───── AVAILABLE RECORDS ─────
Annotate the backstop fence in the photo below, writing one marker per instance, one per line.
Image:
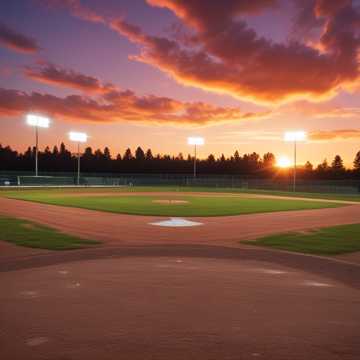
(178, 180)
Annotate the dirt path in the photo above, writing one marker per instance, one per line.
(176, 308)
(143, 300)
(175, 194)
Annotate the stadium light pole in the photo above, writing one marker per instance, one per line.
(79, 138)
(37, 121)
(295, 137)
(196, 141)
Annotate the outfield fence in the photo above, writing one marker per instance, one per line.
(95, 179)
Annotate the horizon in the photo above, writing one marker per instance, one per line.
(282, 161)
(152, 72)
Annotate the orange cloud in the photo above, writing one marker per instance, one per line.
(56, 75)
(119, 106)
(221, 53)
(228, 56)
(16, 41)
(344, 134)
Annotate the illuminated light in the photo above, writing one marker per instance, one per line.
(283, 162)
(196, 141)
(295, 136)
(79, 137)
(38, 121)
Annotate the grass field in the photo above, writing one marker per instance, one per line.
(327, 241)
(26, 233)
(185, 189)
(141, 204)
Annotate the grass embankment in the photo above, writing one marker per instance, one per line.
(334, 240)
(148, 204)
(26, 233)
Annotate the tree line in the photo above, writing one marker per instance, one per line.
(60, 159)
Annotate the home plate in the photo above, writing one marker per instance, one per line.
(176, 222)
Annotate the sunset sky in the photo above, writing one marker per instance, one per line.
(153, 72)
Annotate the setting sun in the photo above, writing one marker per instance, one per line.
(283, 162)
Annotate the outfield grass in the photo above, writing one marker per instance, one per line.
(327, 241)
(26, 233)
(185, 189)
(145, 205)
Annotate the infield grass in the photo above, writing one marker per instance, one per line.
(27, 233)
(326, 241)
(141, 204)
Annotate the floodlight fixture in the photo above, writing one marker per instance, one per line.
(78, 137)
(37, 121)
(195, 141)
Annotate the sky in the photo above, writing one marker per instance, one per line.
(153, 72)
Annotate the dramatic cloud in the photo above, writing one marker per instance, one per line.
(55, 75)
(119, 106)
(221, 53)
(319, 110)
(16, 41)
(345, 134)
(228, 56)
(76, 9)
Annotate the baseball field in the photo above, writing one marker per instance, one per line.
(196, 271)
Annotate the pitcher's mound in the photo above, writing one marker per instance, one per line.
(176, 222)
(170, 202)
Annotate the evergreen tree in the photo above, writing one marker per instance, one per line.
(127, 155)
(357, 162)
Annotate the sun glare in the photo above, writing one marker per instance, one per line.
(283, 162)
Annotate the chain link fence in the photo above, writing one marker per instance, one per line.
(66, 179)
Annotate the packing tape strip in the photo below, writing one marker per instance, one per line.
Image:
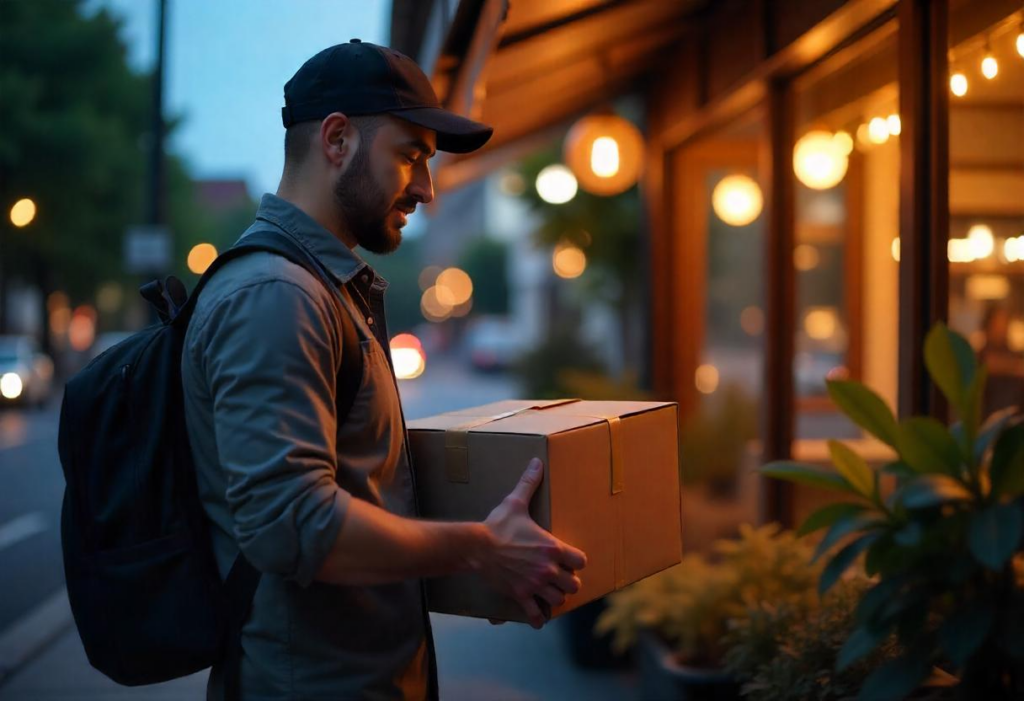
─────
#### [WORK TASK]
Line by line, transcribe the records exactly, omitting the images.

#### [RESPONSE AREA]
Annotate the backstop fence in the photo below, writing one marker per instance, one per line.
Image:
(178, 180)
Annotate the dirt path in the photo above, writing one marker per instance, one per line.
(176, 308)
(143, 300)
(175, 194)
Annotate the stadium light pole in the photo above, writing one marker per instance, one per line.
(79, 138)
(37, 121)
(295, 137)
(196, 141)
Annotate the outfield fence in the photo above, writing one marker per instance, one per line.
(95, 179)
Annotate the horizon in the photo above, writing one marker per instance, one per line.
(282, 161)
(152, 72)
Annotate the orange cloud in the photo above, writing one marker per instance, one per line.
(56, 75)
(119, 106)
(221, 53)
(228, 56)
(16, 41)
(344, 134)
Annotate the illuminated light in the photo above, writing one marker per instance, one per line.
(283, 162)
(196, 141)
(295, 136)
(79, 137)
(38, 121)
Annotate the grass field in the photo above, writing one marker per instance, one per line.
(327, 241)
(26, 233)
(185, 189)
(141, 204)
Annotate the grass embankment in the photo above, writing one marker per instance, one per line.
(334, 240)
(148, 204)
(26, 233)
Annotate the tree line in the photo above, writing one marker per instance, one per line.
(60, 159)
Annotate the home plate in the photo above, writing one marker per instance, one per line.
(176, 222)
Annotate the sunset sky in the photo above, writing one marker per instance, one per line.
(153, 72)
Annotate the setting sun in the photo above, writing one marker per instance, one per line.
(283, 162)
Annotate the outfield grass in the photo above, writing one marker per instance, one per line.
(327, 241)
(26, 233)
(185, 189)
(145, 205)
Annotate the infield grass in the photo above, writing one marker per instance, one per line.
(27, 233)
(326, 241)
(141, 204)
Annotate the floodlight fixture in the photo above, writing one marker per instance, one per line.
(78, 137)
(37, 121)
(195, 141)
Annotate the sky in the photo above, writing one marker per instance, one per line.
(153, 72)
Annotate the dramatic cloud in the photo above, writing one marker per instance, one per line.
(55, 75)
(119, 106)
(221, 53)
(319, 110)
(16, 41)
(345, 134)
(228, 56)
(76, 9)
Annotate the baseball field in the photo above, writing one marker per instance, one per line.
(196, 271)
Annotate the pitcher's mound in the photo above, writing one marker per instance, one per line.
(176, 222)
(170, 202)
Annotate the evergreen tree in the photo above, writing one marker per instance, one per line.
(127, 155)
(357, 162)
Annotate the sun glare in the photo above, writing one marker per instance, one per line.
(283, 162)
Annotate the chain link fence in the photo above, writing one marker per instance, one per line.
(66, 179)
Annotate the packing tape strip in the photo below, writing one marker per instance, one per line.
Image:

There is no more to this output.